Excerpts from a detection dataset:
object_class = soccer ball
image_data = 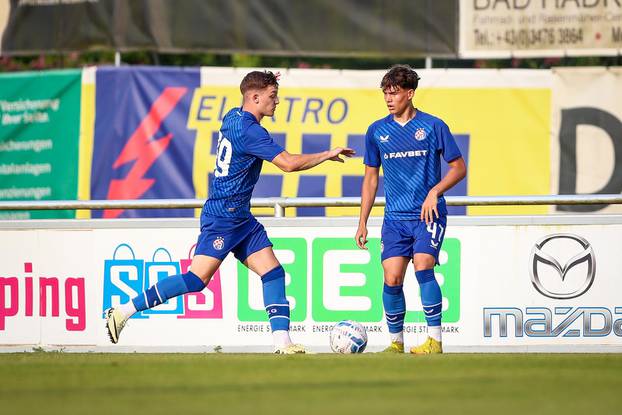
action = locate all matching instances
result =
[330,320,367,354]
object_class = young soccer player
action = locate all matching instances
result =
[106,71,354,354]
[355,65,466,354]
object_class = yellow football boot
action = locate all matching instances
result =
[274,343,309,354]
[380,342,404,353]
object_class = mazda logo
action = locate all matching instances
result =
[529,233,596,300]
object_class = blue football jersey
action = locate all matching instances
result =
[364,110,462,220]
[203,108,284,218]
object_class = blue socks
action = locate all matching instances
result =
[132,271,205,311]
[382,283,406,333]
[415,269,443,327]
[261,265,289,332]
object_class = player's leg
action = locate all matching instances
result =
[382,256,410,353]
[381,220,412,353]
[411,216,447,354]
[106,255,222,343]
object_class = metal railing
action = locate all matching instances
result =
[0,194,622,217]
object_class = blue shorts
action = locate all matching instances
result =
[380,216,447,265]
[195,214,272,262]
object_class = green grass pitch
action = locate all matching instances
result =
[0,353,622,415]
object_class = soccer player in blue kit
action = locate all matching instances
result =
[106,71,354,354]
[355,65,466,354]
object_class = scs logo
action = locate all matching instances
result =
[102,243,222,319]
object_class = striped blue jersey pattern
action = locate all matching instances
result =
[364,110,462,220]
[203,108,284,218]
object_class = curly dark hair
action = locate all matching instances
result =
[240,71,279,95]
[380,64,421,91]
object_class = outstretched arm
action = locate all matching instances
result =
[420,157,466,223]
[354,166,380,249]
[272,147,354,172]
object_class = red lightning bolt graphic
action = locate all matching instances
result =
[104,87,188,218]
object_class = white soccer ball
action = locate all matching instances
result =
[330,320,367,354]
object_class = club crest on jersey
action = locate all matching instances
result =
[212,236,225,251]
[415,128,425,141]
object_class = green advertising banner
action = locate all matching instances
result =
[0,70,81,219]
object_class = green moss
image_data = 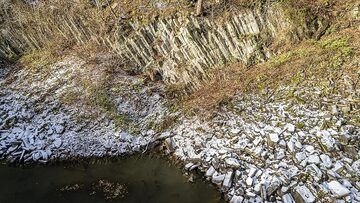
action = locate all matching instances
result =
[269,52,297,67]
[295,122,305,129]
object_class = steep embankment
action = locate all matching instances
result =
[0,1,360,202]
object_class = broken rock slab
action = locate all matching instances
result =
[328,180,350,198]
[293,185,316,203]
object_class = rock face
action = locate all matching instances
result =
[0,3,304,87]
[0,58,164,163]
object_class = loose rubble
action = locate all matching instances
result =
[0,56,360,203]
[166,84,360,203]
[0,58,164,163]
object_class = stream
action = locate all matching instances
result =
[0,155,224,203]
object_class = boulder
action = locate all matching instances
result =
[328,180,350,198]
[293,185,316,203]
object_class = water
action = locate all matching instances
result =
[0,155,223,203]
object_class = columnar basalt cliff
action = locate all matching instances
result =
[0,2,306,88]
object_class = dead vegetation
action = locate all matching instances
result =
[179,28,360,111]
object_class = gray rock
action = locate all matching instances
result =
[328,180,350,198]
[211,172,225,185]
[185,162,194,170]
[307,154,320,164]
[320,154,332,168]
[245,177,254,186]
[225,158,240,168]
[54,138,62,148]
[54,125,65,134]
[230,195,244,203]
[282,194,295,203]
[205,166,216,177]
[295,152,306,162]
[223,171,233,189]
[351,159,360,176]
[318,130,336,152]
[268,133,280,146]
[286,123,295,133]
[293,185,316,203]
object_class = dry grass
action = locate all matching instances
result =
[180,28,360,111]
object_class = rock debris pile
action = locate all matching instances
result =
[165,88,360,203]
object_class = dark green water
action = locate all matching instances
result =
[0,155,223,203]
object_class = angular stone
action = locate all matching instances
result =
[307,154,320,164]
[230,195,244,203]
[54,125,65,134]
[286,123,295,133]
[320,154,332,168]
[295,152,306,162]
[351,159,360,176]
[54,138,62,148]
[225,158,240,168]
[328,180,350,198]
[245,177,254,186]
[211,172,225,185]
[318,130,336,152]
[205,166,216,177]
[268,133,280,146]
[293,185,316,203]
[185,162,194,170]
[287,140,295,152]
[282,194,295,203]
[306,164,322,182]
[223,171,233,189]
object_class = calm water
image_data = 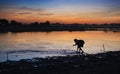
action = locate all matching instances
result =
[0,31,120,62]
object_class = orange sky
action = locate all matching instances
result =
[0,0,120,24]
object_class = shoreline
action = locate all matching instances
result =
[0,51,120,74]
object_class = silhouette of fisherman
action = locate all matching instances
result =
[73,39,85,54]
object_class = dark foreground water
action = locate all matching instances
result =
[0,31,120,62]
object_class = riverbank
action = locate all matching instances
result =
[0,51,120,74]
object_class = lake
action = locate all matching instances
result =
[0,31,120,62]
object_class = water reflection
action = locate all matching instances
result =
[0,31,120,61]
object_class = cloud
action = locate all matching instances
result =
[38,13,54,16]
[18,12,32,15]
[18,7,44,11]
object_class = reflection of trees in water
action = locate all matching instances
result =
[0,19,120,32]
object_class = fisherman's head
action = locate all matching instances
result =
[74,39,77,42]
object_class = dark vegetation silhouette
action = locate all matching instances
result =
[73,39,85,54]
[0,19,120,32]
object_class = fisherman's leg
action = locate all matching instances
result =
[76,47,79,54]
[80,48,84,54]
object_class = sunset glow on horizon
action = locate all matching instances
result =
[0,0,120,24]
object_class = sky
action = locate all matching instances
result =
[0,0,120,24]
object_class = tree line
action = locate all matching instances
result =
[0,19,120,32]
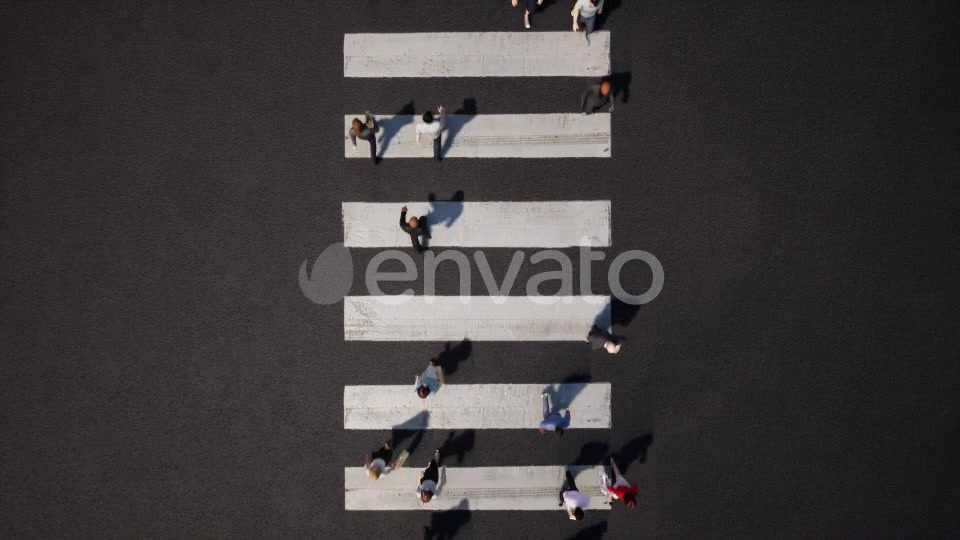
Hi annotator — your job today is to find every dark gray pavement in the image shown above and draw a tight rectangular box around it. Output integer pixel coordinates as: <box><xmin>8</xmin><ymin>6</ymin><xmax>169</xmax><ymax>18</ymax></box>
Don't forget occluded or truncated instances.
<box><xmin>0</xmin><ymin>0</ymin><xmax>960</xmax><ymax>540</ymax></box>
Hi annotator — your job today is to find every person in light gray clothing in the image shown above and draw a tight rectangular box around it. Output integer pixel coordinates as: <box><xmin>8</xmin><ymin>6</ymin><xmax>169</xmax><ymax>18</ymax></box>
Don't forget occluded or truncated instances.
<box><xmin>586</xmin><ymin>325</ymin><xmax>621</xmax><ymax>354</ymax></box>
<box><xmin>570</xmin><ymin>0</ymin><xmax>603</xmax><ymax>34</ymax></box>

» Task details: Copy every one of the records above word for word, leaving the pictures out of your answer.

» Response to this exercise:
object_class = soccer ball
image_data = 
action = locate all matching instances
result =
[330,320,367,354]
object_class = young soccer player
action = locate all matching instances
result =
[106,71,354,354]
[355,65,466,354]
object_class = yellow football boot
action = locate all matching instances
result =
[274,343,309,354]
[380,342,404,353]
object_class = mazda logo
action = locate all matching instances
result =
[529,233,596,300]
object_class = blue football jersey
action = locate all matching instances
result =
[364,110,462,220]
[203,108,284,218]
object_class = blue socks
action = locate all matching instances
result =
[132,271,205,311]
[382,283,406,333]
[415,269,443,327]
[261,265,289,332]
object_class = player's leg
action = locate all matching instances
result =
[382,256,410,353]
[381,220,412,353]
[411,216,447,354]
[106,255,222,343]
object_class = metal railing
action = locate all matching instances
result =
[0,194,622,217]
object_class = blue shorts
action = locate all matching instances
result =
[380,216,447,265]
[195,214,272,262]
object_class = green grass pitch
action = locate all matching instances
result =
[0,353,622,415]
object_class = soccer player in blue kit
action = locate all matching instances
result =
[106,71,354,354]
[355,65,466,354]
object_class = scs logo
action = locate all matching instances
result =
[102,243,222,319]
object_class = striped blue jersey pattern
action = locate all matching instances
result =
[364,110,462,220]
[203,108,284,218]
object_class = curly dark hair
action = locate all matching instances
result =
[240,71,279,95]
[380,64,421,91]
object_class = outstretched arm
action = locate all matching instances
result =
[420,157,466,223]
[354,166,380,249]
[272,147,354,172]
object_class = red lightning bolt graphic
action = locate all matching instances
result =
[104,87,188,218]
object_class = white soccer ball
action = locate all matching instances
result =
[330,320,367,354]
object_class = club crest on jersey
action = locate all matching instances
result =
[212,236,225,251]
[415,128,425,141]
object_class = green advertising banner
action = locate all matching instances
result =
[0,70,81,219]
object_class = green moss
image_data = 
action = locate all matching instances
result =
[269,52,297,67]
[295,122,305,129]
object_class = steep embankment
action = locate all matching instances
result =
[0,1,360,202]
object_class = broken rock slab
action = locate all matching instances
result =
[328,180,350,198]
[293,185,316,203]
object_class = rock face
action = locate all matching instances
result =
[0,3,304,87]
[0,58,164,163]
object_class = loose rubble
action = locate all matching instances
result =
[0,56,360,203]
[166,84,360,203]
[0,58,164,163]
object_class = stream
action = locate all matching instances
result =
[0,155,224,203]
object_class = boulder
action = locate all matching instances
result =
[328,180,350,198]
[293,185,316,203]
object_class = water
action = locate all matching instances
result =
[0,155,223,203]
object_class = columnar basalt cliff
action = locate all matching instances
result =
[0,2,306,88]
object_class = dead vegetation
action = locate all matching instances
result =
[179,28,360,111]
object_class = gray rock
action = locate all matching instances
result =
[328,180,350,198]
[211,172,225,185]
[185,162,194,170]
[307,154,320,164]
[320,154,332,168]
[245,177,254,186]
[225,158,240,168]
[54,138,62,148]
[54,125,65,134]
[230,195,244,203]
[282,194,295,203]
[205,166,216,177]
[295,152,306,162]
[223,171,233,189]
[351,159,360,176]
[318,130,336,152]
[268,133,280,146]
[286,123,295,133]
[293,185,316,203]
object_class = dry grass
action = locate all matching instances
result =
[180,28,360,111]
object_class = rock debris pile
action = locate all matching instances
result =
[165,88,360,203]
object_class = dark green water
action = locate all matching instances
result =
[0,155,223,203]
object_class = angular stone
action = locate all matching instances
result =
[307,154,320,164]
[230,195,244,203]
[54,125,65,134]
[286,123,295,133]
[320,154,332,168]
[295,152,306,162]
[351,159,360,176]
[54,138,62,148]
[225,158,240,168]
[328,180,350,198]
[245,177,254,186]
[211,172,225,185]
[318,130,336,152]
[205,166,216,177]
[268,133,280,146]
[293,185,316,203]
[185,162,194,170]
[287,140,295,152]
[282,194,295,203]
[306,164,322,182]
[223,171,233,189]
object_class = calm water
image_data = 
action = locate all matching instances
result =
[0,31,120,62]
object_class = orange sky
action = locate all matching instances
result =
[0,0,120,24]
object_class = shoreline
action = locate all matching instances
result =
[0,51,120,74]
object_class = silhouette of fisherman
action = locate all matching instances
result =
[73,39,85,54]
object_class = dark foreground water
action = locate all matching instances
result =
[0,31,120,62]
object_class = riverbank
action = locate all matching instances
result =
[0,51,120,74]
object_class = lake
action = locate all matching instances
result =
[0,31,120,62]
object_class = water reflection
action = locate all matching instances
result =
[0,31,120,61]
object_class = cloud
action = locate all matching instances
result =
[38,13,54,16]
[18,12,32,15]
[18,7,44,11]
object_class = reflection of trees in water
action = locate all matching instances
result =
[0,19,120,32]
object_class = fisherman's head
action = locate all matching instances
result =
[74,39,77,42]
object_class = dark vegetation silhouette
action = locate all matching instances
result =
[73,39,85,54]
[0,19,120,32]
object_class = fisherman's leg
action = locate all matching instances
result =
[76,47,79,54]
[80,48,84,54]
object_class = sunset glow on horizon
action = locate all matching instances
result =
[0,0,120,24]
object_class = sky
action = locate all matching instances
result =
[0,0,120,24]
object_class = tree line
action = locate all matching instances
result =
[0,19,120,32]
Hi annotator — your job today is to find every dark gray pavement in the image shown above and draw a tight rectangular box around it. Output integer pixel coordinates as: <box><xmin>8</xmin><ymin>6</ymin><xmax>169</xmax><ymax>18</ymax></box>
Don't forget occluded or truncated instances.
<box><xmin>0</xmin><ymin>0</ymin><xmax>960</xmax><ymax>540</ymax></box>
Hi annotator — your job today is to find every person in light gray clothing in the image shown above and draw a tight rectangular box around it. Output integer pixel coordinates as: <box><xmin>8</xmin><ymin>6</ymin><xmax>169</xmax><ymax>18</ymax></box>
Don't forget occluded or truncated instances.
<box><xmin>586</xmin><ymin>325</ymin><xmax>621</xmax><ymax>354</ymax></box>
<box><xmin>570</xmin><ymin>0</ymin><xmax>603</xmax><ymax>34</ymax></box>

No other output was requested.